_Direction 1_: From the senior career section of the Wellington Silva profile, list every club he played for on loan.

_Quoted passage_:
________
Wellington Silva

Personal information
- Full name: Wellington Alves da Silva
- Date of birth: 6 January 1993 (age 33)
- Place of birth: Rio de Janeiro, Brazil
- Height: 1.73 m (5 ft 8 in)
- Position: Winger

Team information
- Current team: Chengdu Rongcheng
- Number: 11

Youth career
- 0000–2004: Portuguesa-RJ
- 2004–2010: Fluminense

Senior career*
- Years: Team / Apps / (Gls)
- 2009–2010: Fluminense / 11 / (1)
- 2010–2016: Arsenal / 0 / (0)
- 2011: → Levante (loan) / 2 / (0)
- 2011–2012: → Alcoyano (loan) / 16 / (3)
- 2012–2013: → Ponferradina (loan) / 20 / (3)
- 2013–2014: → Murcia (loan) / 36 / (2)
- 2014–2015: → Almería (loan) / 31 / (0)
- 2015–2016: → Bolton Wanderers (loan) / 22 / (2)
- 2016–2021: Fluminense / 79 / (14)
- 2018–2020: → Internacional (loan) / 45 / (2)
- 2021–2022: Gamba Osaka / 33 / (1)
- 2023–2024: Cuiabá / 29 / (1)
- 2024: Al-Najma / 16 / (3)
- 2024–2025: Qingdao Hainiu / 29 / (11)
- 2024: → Sport Recife (loan) / 21 / (2)
- 2026-: Chengdu Rongcheng / 25 / (9)

International career^{‡}
- 2008–2009: Brazil U17 / 11 / (0)
- 2014–2015: Brazil U21 / 2 / (0)

= Wellington Silva (footballer, born 1993) =

Brazilian footballer

Wellington Alves da Silva (born 6 January 1993) is a Brazilian professional footballer who plays as a winger for Chinese Super League club Chengdu Rongcheng.

==Club career==

===Early career at Fluminense===
Silva joined Fluminense's youth setup in 2004, from neighbours Portuguesa. In December 2008 he was invited to a trial period at Arsenal, and scored four goals in a single match against Norwich with the Academy side. He returned to Brazil, however, and was assigned back to the youth setup at Flu.
________
_Material for this exercise_:
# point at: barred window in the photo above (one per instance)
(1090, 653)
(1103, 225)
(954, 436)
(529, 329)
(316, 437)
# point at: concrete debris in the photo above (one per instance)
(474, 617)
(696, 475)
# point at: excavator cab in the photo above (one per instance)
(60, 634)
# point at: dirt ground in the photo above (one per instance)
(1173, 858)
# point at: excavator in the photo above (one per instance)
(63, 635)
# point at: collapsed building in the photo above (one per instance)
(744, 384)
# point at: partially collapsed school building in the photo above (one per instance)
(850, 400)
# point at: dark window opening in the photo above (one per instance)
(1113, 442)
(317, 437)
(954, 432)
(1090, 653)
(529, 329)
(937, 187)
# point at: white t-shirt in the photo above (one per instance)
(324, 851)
________
_Direction 2_: Reproduce the lines of the listing from the line that contains "# point at: dirt" through the last line of the listing, with both ends included.

_Worked solution 1_:
Levante
Alcoyano
Ponferradina
Murcia
Almería
Bolton Wanderers
Internacional
Sport Recife

_Worked solution 2_:
# point at: dirt ground in the photo above (one per instance)
(1173, 858)
# point at: excavator in the photo above (one per instance)
(63, 635)
# point at: collapsed building in the photo above (one per instance)
(744, 384)
# point at: partially collapsed school building in the photo above (one per instance)
(850, 400)
# point at: dark window opening in the photo above (one per instance)
(1113, 442)
(317, 437)
(954, 432)
(1090, 653)
(529, 329)
(937, 187)
# point at: white t-shirt in the photo above (one per instance)
(324, 851)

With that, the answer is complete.